- Instructions
1. In the beat tracking excerpt, what threshold is used to choose the best cumulative score when no score is found within one beat period from the end?
2. Summarize the beat tracking excerpt in two sentences.
3. Echo the part of the beat tracking excerpt starting with "It is noted" and going on through "beat tracking step.".

- Document extract
=====

In the end of the musical excerpt, the best cumulative score within one beat period from the end is chosen, and then the entire beat sequence B₁ which caused the score is traced back using the stored predecessor beat indices. The best cumulative score can be chosen as the maximum value of the local maxima of the cumulative score values within one beat period from the end. If such a score is not found, then the best cumulative score is chosen as the latest local maxima exceeding a threshold. The threshold here is 0.5 times the median cumulative score value of the local maxima in the cumulative score.
It is noted that the beat sequence obtained in step 8.4 can be used to update the BPM_est. In some embodiments of the invention, the BPM_est is updated based on the median beat period calculated based on the beat times obtained from the dynamic programming beat tracking step.

=====

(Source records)
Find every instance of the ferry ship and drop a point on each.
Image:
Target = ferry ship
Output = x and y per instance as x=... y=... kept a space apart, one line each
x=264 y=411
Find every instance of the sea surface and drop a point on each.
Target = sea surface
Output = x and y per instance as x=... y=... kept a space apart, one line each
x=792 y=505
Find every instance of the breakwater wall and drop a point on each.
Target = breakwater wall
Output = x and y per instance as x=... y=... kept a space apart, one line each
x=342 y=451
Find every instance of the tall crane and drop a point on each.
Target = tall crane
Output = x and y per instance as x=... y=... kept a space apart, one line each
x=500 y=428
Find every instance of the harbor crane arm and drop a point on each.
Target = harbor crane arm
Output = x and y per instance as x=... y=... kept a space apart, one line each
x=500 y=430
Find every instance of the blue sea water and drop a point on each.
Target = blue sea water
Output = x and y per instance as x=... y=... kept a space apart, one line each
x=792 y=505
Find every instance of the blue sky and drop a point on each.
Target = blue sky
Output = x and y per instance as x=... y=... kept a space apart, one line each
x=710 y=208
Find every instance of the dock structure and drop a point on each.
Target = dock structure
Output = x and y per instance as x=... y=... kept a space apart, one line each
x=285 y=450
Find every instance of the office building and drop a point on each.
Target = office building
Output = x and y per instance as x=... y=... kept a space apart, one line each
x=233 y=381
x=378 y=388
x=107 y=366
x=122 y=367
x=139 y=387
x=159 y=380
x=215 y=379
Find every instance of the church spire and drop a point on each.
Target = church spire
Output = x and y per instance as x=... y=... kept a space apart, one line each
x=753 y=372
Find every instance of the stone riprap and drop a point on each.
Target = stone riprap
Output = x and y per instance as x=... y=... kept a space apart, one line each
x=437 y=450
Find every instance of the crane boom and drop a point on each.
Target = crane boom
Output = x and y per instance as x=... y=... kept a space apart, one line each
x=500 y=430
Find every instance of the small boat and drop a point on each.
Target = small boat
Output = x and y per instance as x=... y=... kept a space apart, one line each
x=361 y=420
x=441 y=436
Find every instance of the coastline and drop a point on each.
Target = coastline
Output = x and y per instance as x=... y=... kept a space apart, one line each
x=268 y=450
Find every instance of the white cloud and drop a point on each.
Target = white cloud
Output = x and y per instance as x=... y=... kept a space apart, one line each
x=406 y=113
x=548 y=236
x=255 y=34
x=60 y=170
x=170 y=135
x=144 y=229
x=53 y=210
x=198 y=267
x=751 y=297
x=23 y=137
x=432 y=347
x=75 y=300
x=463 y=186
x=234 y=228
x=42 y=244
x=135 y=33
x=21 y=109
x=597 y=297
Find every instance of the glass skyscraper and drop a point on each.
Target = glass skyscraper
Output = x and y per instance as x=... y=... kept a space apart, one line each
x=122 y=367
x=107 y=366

=====

- Answers for the exercise
1. 0.5 times the median cumulative score value of the local maxima in the cumulative score.

2. At the end of the musical excerpt, the best cumulative score within one beat period from the end is chosen, or else the latest local maximum above a threshold, and the beat sequence that produced it is traced back through the stored predecessor beat indices. The resulting beat sequence can be used to update BPM_est, which in some embodiments is based on the median beat period calculated from the tracked beat times.

3.
It is noted that the beat sequence obtained in step 8.4 can be used to update the BPM_est. In some embodiments of the invention, the BPM_est is updated based on the median beat period calculated based on the beat times obtained from the dynamic programming beat tracking step.